**LESETEXT**
⁂
Zwischen den Rillen
: Die dunklen Seiten des Mondes

■ Killer, Kiffer, Kapuzenmänner: Cypress Hill in den „Temples of Boom“

Wagt man schon mal einen Rückblick auf das bisherige Jahr, bleibt der Eindruck, daß HipHop 1995 hauptsächlich durch die diversen Acts des Wu-Tang Clan sowie die nimmermüden G-Funker repräsentiert wurde. Gerade noch rechtzeitig erscheint da ein neues Album von Cypress Hill, einer Gruppe, die immer dafür stand, HipHop ein weiteres Mosaiksteinchen hinzugefügt zu haben. Cypress Hill waren originär, stilbildend – und dabei auch noch supererfolgreich. Trotz nicht-afroamerikanischer Abstammung sackten sie haufenweise Credits ein und waren spätestens mit ihrem zweiten Album „Black Sunday“ zur Institution geworden, aber woran lag es nun genau?
⁂
**DATENAUSZUG**
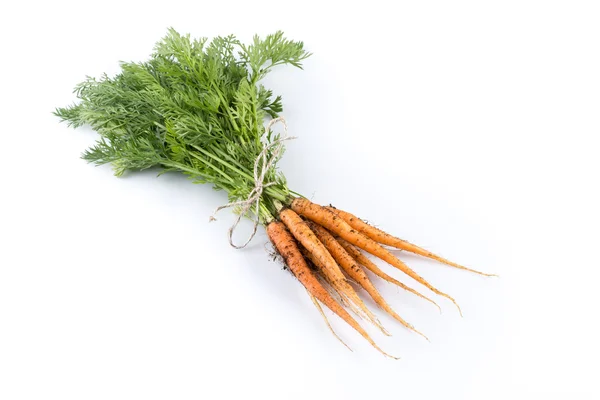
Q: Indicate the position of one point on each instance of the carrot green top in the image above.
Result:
⁂
**ZIEL DER ÜBUNG**
Mit welchem Album waren Cypress Hill laut dem Lesetext spätestens zur Institution geworden?

**ERGEBNIS DER ÜBUNG**
Mit ihrem zweiten Album „Black Sunday“.